→ **SHORT PROBLEM**
Copy the Tianzifang text from "Tianzi Fang is largely" up to and including "the 'new' area.", substituting "scooters" for "bicycles".

→ **TEXT EXCERPT**
Tianzifang or Tianzi Fang (田子坊 (Tiánzǐ Fǎng); Shanghainese: Die Tz Fån) is a touristic arts and crafts enclave that has developed from a renovated traditional residential area in the French Concession area of Shanghai. It is now home to boutique shops, bars and restaurants.

==Overview==
The district comprises a neighborhood of labyrinthine alleyways off Taikang Road (泰康路 (Tàikāng Lù)), a short street which is today mostly known only for Tianzi Fang. Tianzi Fang is known for small craft stores, coffee shops, trendy art studios and narrow alleys. It has become a popular tourist destination in Shanghai, and an example of preservation of local Shikumen architecture. It is sometimes compared to Xintiandi, though in the latter precinct most of the houses were demolished and rebuilt, rather than renovated.

Tianzi Fang is largely hidden from the neighbouring streets, as it grew from the inside of the block outward, although there are now shops on Taikang Road itself. Historically Lane #248 was a key entrance that, in order to gain access to the commercially developed area, required walking about 50m through whilst be surrounded by local residents' life, including bicycles, hanging laundry, etc. until finally emerging in the 'new' area.

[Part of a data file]
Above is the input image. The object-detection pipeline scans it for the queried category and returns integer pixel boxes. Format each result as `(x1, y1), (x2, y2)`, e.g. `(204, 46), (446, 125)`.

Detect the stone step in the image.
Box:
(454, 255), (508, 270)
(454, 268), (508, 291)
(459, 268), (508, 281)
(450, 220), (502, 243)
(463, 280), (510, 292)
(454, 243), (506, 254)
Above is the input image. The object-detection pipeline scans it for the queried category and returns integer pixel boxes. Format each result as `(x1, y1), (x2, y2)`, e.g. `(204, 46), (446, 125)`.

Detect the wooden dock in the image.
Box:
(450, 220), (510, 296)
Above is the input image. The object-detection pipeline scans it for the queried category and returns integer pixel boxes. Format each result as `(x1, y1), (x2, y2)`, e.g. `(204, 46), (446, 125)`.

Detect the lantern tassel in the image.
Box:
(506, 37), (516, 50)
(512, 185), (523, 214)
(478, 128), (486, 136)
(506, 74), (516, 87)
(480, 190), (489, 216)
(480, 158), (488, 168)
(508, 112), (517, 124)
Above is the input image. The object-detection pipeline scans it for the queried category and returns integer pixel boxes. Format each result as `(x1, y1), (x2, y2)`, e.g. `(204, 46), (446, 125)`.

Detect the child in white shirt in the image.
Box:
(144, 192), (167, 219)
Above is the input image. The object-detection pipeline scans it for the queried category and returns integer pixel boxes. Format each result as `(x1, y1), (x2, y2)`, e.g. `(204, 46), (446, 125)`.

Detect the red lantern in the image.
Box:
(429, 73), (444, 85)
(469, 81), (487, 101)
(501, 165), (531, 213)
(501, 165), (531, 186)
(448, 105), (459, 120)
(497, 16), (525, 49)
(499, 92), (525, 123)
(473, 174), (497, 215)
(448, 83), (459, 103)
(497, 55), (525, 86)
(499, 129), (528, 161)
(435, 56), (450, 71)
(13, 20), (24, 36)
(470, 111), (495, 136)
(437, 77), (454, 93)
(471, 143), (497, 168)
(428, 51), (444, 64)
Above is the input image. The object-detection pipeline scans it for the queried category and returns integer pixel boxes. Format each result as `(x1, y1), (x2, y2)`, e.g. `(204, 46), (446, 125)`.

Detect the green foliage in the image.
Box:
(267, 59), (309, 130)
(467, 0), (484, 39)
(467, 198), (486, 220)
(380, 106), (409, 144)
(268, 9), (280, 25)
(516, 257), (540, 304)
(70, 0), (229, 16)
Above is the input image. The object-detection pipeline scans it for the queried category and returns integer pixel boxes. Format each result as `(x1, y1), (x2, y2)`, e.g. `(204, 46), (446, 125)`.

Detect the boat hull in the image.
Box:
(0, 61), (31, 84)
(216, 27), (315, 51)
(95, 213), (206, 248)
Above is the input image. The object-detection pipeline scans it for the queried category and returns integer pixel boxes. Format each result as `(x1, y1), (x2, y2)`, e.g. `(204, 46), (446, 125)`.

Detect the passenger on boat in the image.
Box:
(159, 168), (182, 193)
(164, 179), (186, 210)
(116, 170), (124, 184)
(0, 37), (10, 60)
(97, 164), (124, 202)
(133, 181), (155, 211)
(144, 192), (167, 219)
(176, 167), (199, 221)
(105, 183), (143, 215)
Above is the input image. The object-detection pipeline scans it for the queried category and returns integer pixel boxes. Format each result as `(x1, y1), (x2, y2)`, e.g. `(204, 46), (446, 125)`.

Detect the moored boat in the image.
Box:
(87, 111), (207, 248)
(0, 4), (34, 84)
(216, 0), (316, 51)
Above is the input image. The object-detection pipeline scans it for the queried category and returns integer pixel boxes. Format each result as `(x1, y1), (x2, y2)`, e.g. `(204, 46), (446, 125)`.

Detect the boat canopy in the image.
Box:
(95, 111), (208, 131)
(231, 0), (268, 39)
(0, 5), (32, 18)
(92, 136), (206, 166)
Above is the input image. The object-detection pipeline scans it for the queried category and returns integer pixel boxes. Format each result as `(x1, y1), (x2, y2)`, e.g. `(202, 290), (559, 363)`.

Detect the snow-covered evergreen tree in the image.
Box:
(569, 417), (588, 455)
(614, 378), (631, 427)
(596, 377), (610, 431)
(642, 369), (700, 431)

→ **RESULT FOR THIS EXERCISE**
Tianzi Fang is largely hidden from the neighbouring streets, as it grew from the inside of the block outward, although there are now shops on Taikang Road itself. Historically Lane #248 was a key entrance that, in order to gain access to the commercially developed area, required walking about 50m through whilst be surrounded by local residents' life, including scooters, hanging laundry, etc. until finally emerging in the 'new' area.